*What is needed*. Print exactly the lines from the line with "Point to the floating" to the last line of the data, please, both included.

*Dataset extract*.
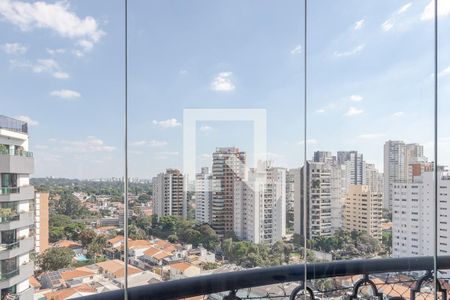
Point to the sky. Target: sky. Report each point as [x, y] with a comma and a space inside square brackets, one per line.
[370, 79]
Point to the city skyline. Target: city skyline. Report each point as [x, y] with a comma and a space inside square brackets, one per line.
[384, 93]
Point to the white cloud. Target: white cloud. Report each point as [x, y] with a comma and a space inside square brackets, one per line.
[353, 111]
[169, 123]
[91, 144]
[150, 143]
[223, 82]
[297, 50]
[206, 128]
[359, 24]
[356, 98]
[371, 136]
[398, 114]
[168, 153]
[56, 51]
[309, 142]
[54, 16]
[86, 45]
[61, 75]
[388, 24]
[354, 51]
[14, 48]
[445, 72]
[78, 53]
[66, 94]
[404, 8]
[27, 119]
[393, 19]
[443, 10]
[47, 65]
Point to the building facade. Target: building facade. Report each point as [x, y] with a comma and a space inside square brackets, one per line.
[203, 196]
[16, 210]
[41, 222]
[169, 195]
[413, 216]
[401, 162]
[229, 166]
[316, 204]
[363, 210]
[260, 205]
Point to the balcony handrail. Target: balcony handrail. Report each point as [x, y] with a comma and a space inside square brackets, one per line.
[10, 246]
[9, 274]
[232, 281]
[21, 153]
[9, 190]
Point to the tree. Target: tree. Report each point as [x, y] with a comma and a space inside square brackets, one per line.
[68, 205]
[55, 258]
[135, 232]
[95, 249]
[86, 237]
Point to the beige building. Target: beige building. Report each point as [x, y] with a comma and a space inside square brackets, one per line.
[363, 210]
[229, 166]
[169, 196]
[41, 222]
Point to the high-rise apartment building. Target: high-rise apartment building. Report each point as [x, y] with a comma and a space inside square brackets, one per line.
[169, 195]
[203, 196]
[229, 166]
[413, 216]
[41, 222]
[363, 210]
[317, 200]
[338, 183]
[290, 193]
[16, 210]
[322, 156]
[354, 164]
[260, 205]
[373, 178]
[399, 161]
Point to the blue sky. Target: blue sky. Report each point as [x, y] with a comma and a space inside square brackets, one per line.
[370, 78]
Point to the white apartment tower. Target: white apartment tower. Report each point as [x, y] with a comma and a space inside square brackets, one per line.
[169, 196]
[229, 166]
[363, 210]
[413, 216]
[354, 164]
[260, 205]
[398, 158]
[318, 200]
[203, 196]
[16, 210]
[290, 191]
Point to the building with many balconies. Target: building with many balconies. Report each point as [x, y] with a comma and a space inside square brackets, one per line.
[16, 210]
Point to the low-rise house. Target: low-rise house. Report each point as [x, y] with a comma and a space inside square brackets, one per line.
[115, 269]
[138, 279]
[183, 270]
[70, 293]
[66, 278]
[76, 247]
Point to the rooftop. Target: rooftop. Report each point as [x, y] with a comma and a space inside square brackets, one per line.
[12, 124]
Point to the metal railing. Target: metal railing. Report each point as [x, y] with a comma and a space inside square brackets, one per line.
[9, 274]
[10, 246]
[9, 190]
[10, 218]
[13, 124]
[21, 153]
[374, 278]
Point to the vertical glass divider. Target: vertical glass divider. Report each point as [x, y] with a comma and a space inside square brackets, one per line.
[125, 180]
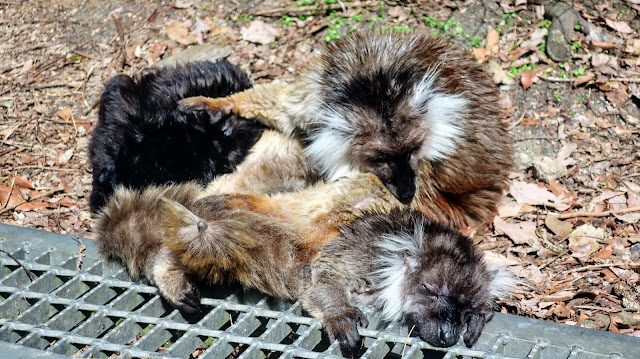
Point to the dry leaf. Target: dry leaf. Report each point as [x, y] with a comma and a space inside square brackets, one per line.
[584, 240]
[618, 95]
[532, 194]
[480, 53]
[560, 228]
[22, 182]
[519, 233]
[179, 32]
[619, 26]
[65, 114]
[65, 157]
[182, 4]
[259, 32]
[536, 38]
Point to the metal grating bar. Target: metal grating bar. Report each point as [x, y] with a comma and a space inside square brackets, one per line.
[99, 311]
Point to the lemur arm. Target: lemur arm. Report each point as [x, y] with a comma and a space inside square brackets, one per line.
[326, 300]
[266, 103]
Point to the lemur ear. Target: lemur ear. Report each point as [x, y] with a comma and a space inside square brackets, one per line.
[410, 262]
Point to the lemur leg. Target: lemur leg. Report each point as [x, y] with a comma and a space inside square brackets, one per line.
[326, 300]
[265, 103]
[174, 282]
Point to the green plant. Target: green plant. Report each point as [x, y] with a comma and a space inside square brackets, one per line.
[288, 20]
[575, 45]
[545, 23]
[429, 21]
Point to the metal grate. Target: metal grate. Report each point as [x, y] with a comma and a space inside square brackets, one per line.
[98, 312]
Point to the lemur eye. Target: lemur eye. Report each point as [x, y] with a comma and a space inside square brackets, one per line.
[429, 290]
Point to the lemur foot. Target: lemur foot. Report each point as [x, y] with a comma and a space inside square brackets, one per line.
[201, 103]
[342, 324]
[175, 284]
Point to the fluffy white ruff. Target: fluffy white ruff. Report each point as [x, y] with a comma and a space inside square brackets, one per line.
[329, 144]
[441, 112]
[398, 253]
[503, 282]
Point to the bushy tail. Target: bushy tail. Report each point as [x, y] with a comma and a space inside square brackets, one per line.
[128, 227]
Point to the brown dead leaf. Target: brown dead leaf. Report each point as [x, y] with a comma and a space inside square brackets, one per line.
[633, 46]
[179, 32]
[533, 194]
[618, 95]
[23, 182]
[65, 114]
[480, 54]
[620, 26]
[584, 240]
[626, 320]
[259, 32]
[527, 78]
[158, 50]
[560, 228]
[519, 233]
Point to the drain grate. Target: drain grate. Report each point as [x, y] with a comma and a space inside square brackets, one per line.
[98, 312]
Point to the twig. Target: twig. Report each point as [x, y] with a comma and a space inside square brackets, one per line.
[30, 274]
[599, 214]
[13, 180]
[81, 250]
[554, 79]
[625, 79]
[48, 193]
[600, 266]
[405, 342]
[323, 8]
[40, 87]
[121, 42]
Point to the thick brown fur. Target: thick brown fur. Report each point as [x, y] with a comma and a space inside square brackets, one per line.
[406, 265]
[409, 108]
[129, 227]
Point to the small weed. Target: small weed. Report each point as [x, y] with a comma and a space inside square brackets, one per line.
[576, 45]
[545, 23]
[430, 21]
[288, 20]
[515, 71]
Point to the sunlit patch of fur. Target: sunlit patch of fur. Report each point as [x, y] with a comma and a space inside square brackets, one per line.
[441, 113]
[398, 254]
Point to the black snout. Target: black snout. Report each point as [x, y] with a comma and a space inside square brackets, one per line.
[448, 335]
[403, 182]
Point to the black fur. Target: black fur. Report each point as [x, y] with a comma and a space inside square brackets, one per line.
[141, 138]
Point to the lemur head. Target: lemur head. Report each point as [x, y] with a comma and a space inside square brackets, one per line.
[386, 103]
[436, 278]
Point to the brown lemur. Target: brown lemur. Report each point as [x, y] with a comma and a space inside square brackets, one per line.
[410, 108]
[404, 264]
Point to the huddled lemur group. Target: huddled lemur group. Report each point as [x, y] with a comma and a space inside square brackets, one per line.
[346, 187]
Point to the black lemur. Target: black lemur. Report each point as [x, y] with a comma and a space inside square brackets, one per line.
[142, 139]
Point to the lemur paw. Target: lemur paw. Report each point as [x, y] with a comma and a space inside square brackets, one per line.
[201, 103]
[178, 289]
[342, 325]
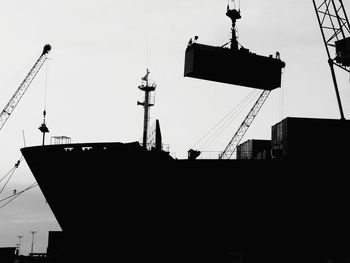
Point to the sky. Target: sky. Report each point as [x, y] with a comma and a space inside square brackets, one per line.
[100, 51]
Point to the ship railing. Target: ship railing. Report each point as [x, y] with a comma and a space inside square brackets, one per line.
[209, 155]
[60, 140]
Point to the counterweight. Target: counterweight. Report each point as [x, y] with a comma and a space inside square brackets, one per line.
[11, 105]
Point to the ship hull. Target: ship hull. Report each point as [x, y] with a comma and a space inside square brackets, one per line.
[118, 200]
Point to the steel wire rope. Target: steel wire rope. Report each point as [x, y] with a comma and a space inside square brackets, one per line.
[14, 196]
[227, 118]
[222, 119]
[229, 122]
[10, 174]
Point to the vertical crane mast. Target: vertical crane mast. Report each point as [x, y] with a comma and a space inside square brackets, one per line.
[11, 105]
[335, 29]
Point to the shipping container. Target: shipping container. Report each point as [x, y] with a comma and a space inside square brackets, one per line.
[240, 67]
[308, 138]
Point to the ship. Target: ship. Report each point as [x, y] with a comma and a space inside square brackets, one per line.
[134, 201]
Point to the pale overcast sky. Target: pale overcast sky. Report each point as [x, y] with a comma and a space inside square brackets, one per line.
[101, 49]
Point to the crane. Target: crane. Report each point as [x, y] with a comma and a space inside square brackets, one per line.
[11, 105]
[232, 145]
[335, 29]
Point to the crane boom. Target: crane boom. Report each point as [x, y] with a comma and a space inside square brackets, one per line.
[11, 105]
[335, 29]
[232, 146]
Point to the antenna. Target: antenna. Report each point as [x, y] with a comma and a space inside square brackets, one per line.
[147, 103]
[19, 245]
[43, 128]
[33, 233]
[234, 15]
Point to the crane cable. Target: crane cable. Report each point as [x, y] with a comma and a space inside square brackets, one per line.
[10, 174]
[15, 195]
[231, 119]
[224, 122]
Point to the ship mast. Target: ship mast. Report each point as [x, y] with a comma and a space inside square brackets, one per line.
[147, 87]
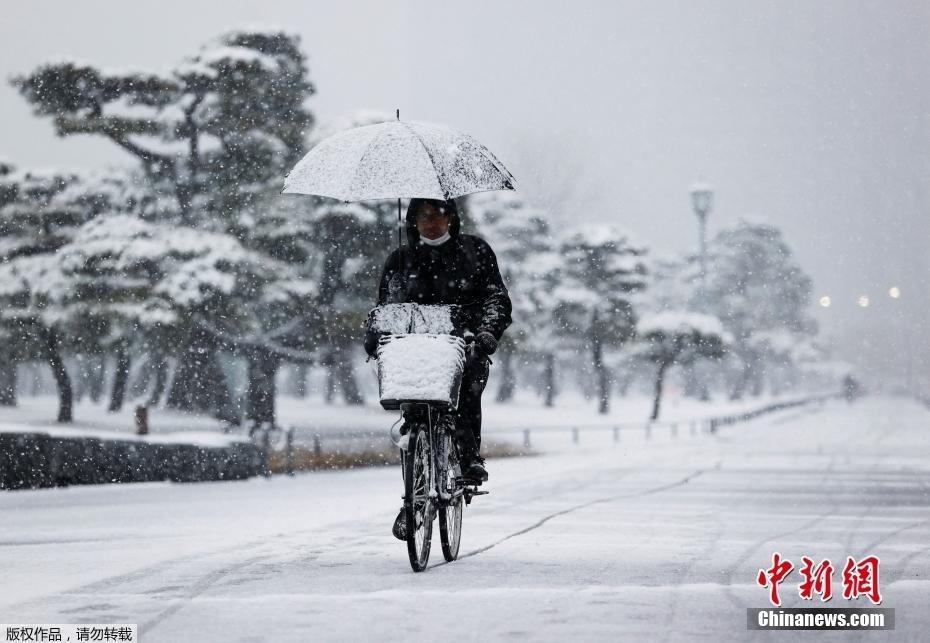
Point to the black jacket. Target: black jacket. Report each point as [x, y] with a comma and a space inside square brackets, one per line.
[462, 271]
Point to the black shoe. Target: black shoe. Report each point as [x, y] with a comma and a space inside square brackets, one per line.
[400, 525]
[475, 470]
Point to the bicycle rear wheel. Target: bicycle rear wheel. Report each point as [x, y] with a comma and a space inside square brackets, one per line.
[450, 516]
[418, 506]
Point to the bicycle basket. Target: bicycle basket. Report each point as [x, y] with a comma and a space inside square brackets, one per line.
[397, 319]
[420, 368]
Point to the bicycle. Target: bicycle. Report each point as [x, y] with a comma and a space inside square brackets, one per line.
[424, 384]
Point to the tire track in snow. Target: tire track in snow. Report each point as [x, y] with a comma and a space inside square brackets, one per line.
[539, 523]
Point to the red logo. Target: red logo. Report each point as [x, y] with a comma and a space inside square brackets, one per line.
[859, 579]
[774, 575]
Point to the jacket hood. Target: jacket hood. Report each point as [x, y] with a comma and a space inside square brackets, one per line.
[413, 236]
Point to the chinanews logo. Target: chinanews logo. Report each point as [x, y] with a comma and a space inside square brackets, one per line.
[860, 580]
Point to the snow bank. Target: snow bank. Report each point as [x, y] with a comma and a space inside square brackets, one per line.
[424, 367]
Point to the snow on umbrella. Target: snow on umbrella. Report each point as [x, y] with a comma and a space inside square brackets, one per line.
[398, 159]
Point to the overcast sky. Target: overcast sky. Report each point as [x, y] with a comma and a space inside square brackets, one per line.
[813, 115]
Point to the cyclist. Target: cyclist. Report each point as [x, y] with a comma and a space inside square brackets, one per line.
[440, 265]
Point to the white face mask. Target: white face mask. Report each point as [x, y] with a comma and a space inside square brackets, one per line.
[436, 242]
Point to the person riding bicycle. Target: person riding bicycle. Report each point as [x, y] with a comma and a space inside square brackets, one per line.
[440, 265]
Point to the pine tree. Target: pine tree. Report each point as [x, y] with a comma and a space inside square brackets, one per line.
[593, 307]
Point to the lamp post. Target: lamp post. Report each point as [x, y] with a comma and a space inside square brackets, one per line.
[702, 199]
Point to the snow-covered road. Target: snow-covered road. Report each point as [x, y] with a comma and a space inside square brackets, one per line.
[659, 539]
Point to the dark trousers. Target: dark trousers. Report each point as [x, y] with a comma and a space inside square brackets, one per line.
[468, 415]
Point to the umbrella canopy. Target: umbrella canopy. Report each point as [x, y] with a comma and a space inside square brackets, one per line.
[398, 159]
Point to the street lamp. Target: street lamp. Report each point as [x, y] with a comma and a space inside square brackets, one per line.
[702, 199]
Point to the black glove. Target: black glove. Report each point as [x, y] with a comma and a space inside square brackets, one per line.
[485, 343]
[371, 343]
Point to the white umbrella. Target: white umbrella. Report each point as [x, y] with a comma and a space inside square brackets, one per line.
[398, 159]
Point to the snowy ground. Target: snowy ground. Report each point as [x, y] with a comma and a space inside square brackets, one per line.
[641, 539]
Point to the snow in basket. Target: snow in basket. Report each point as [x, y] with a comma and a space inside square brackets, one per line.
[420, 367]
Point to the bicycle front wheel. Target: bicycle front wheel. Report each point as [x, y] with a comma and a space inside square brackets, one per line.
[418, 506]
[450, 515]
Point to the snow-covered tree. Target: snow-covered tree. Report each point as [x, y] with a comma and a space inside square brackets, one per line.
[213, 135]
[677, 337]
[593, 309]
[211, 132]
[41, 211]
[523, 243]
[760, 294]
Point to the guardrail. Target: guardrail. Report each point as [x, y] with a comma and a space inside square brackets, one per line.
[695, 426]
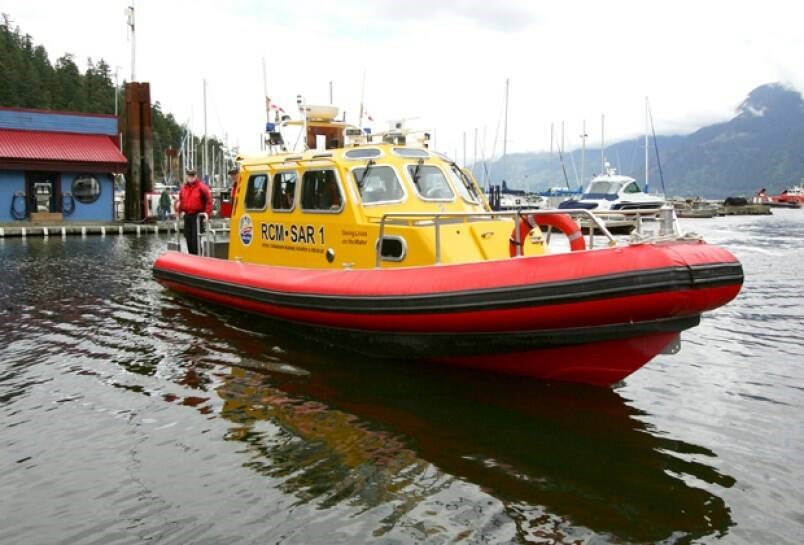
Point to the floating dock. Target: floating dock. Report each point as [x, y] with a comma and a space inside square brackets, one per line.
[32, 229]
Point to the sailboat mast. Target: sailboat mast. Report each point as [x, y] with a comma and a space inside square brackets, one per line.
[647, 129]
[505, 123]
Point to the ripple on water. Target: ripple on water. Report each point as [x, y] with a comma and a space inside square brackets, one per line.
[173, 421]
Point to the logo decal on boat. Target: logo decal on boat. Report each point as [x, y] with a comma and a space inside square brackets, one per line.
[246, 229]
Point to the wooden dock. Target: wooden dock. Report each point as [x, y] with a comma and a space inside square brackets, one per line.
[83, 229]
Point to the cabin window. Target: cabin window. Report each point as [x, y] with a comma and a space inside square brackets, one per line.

*Result below*.
Point to the floating dock. Target: floating dock. Report each point as [x, y] with a comma and a space inside square brackets, one per line.
[32, 229]
Point to the sailboat mast. Target: sailboat mast. Report each point as [x, y] with a comma and a space inside square brackets, one per line.
[647, 129]
[505, 123]
Point to the ripple on water. Target: ripple on water. Report each point as [x, y] with a comma and a space inside square brackets, one per line.
[173, 421]
Point to the logo decal on boat. Target: logo decal on boat. Report each point as [x, y] with a comma and a space inside square brackets, one per line.
[246, 229]
Point to the wooden dock. Target: wooden dock. Report each point as [x, y] with a comma and a space inside square brackets, one per line.
[83, 229]
Point to the cabin window. Target: cabin window. Report each point as [x, y] with a comma and a space inside square brackets, one per line.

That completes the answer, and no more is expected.